* WHAT TO DO *
Without including any images, please transcribe all the lines below exactly.

Start of THE DATA

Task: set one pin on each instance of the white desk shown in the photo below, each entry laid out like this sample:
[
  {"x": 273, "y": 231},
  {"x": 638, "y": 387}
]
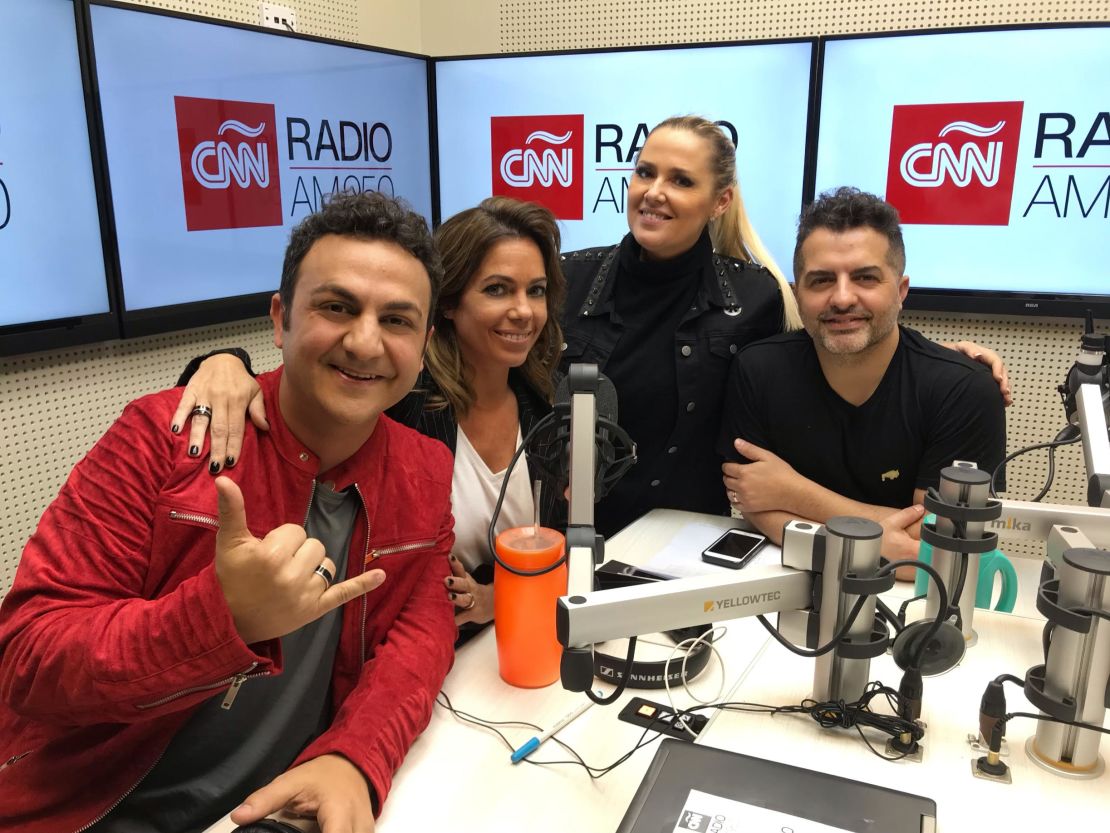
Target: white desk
[{"x": 458, "y": 776}]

End of THE DATA

* SOLUTION TO THIS TASK *
Task: set one pin on each instance of the white desk shown in the photo below, each entry laid out like this sample:
[
  {"x": 273, "y": 231},
  {"x": 638, "y": 387}
]
Target: white desk
[{"x": 458, "y": 776}]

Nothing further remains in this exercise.